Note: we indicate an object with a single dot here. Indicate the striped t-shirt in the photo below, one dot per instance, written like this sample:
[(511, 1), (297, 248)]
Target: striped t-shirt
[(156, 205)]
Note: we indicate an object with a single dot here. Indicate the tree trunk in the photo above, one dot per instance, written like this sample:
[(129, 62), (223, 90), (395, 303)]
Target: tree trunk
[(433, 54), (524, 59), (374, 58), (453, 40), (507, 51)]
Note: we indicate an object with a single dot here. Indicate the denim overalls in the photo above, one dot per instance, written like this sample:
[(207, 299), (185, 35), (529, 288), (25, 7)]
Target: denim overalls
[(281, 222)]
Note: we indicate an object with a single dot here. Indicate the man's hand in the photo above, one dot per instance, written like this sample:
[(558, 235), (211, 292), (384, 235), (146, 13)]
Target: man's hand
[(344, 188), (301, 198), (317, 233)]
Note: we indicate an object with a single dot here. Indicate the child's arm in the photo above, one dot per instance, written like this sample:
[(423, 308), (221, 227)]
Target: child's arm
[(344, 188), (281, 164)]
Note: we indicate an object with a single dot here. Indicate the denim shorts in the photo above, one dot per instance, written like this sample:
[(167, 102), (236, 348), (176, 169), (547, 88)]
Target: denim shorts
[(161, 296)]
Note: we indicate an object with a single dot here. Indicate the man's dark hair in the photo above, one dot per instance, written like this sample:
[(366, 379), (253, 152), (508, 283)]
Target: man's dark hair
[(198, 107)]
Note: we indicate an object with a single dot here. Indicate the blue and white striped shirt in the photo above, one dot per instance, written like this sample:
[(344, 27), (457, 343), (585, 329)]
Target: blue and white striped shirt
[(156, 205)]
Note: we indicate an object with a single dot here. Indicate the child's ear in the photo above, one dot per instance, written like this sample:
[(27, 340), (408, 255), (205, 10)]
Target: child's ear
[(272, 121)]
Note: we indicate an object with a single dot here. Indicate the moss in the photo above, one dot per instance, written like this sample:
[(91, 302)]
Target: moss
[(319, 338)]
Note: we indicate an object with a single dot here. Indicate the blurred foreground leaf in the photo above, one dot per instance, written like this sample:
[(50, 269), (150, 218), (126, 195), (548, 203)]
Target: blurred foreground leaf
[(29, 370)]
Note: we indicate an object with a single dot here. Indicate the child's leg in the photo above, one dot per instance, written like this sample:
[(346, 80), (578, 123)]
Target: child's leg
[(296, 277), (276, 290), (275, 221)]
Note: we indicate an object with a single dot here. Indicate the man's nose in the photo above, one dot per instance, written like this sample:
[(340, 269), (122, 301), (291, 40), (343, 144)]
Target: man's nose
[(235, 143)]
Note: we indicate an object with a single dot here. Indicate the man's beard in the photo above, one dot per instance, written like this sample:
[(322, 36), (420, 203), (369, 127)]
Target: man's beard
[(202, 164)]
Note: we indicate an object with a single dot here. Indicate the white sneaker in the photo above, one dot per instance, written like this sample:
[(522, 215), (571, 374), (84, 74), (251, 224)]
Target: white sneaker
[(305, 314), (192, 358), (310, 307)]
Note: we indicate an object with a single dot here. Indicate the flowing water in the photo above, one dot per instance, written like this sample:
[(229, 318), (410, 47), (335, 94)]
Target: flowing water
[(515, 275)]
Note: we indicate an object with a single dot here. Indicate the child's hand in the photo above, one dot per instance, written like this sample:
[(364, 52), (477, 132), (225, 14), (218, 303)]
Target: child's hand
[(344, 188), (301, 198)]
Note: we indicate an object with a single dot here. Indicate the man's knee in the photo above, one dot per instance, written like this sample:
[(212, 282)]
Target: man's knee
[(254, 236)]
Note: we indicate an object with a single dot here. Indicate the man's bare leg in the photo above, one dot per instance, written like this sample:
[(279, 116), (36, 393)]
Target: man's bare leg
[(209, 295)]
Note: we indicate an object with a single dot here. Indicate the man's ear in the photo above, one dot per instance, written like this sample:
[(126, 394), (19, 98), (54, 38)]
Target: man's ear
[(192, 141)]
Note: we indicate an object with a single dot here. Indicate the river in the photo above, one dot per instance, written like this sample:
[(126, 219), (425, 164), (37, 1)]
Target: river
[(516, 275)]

▶ [REQUEST]
Rewrite all of the material above, replacing every "one dot per instance" with "one point per instance" and keeping everything else the same.

▶ [EXPECTED OUTPUT]
Note: we indicate an object with a single dot here. Indicate the striped t-shirt in the photo below, one point per instance, written like this sample:
[(511, 1), (297, 248)]
Target: striped t-shirt
[(156, 205)]
Note: we indicate an object with a single dot here. Indicate the tree trunk in the photo above, one point per instance, written like this sample:
[(129, 62), (223, 90), (395, 303)]
Target: tree trunk
[(433, 54), (524, 59), (374, 58), (453, 40), (507, 51)]
Note: we indicate an object with a single dot here. Indicate the denim overalls in the photo above, one point per instance, written like this sample:
[(207, 299), (185, 35), (529, 288), (25, 7)]
Target: denim overalls
[(281, 222)]
Note: we indicate an object with a single dot here. Indicate the man's hand in the photo above, one point per instance, written like this sample:
[(558, 235), (211, 292), (384, 235), (146, 13)]
Target: man's hand
[(344, 188), (301, 198), (317, 233)]
Note: we indicate an object with a single dot here. Indicate the child's arm in the photo above, one point per instance, written like this sample:
[(423, 308), (221, 227)]
Target: child's arm
[(344, 188), (281, 164)]
Note: we indicate an object with a single dot here. Indicate the denim shorts in the photo above, one point per instance, written like this sample:
[(167, 102), (236, 348), (176, 169), (547, 88)]
Target: denim shorts
[(161, 296)]
Note: we indicate an object with a single dot here. Indicate the man's dark hair in the photo above, one point per instance, written like this sample:
[(366, 379), (253, 152), (508, 283)]
Target: man's dark hair
[(198, 107)]
Note: we indicate an object with a single dot here. Indicate the blue and white striped shirt in the photo above, one point per instance, written like this sample:
[(344, 27), (457, 343), (585, 329)]
Target: blue and white striped shirt
[(156, 205)]
Note: we indicate an object with a single dot here. Indicate the child's ear in the photo above, one point per instance, written like this sample:
[(27, 340), (408, 255), (205, 10)]
Target: child's ear
[(272, 121)]
Note: we indicate an object with a single dot here. Indicate the moss in the photo above, one point per instance, written like this sample:
[(91, 302)]
Target: moss
[(319, 338)]
Note: we indicate an object with a single dot here. Indicate the blurred foreground leaf in the photo above, one point per instance, written like this sample:
[(50, 269), (150, 218), (126, 195), (548, 203)]
Target: blurred foreground leaf
[(29, 370)]
Note: we indicate an object with a single dot here. Indicate the child's leg in the photo above, one point per instance, written like this sample:
[(346, 80), (578, 123)]
Target: child's leg
[(296, 277), (276, 290), (275, 221)]
Note: we indicate an object with a single dot here. Indicate the man's nose in the photo above, one point per instance, written like this sample:
[(340, 269), (122, 301), (291, 40), (343, 144)]
Target: man's nose
[(235, 143)]
Note: we indicate an object with a single dot here. Indicate the man's beard in the photo above, one point per instance, written like this sample:
[(322, 36), (420, 203), (369, 127)]
Target: man's beard
[(202, 164)]
Note: we indicate an object with a single dot here. Indicate the white sneaker in the photo above, one point per instance, written like this sample:
[(522, 215), (571, 374), (84, 74), (251, 224)]
Target: white sneaker
[(305, 314), (192, 358), (310, 307)]
Note: we indicate an object with a single dot here. Indicate the flowing water in the photo above, one point per instance, written like this sample:
[(229, 318), (410, 47), (335, 94)]
Target: flowing water
[(515, 275)]
Note: we indicate an object with a single dot here. Indicate the child's hand in the photo above, one point per instance, written like this sample:
[(364, 52), (477, 132), (225, 14), (218, 303)]
Target: child's hand
[(344, 188), (301, 198)]
Note: we indicate an object with a single dot here. Indicate the man's knee in the photo above, one point per instance, written like this sample:
[(212, 282)]
Target: man's knee
[(254, 236)]
Note: we indicate an object with a single dot here. Indicate the man's bare leg in the photo above, one point per instance, written like this sample:
[(279, 116), (36, 393)]
Target: man's bare leg
[(209, 295)]
Note: we indicate an object with a single dot here. Indicate the man's ear in the photo above, one point per instance, written like this sample:
[(126, 394), (19, 98), (54, 38)]
Target: man's ear
[(192, 141)]
Note: we indicate an object with a single dot here. Indicate the river in the photo above, one point per instance, written like this sample:
[(126, 219), (425, 164), (37, 1)]
Target: river
[(516, 275)]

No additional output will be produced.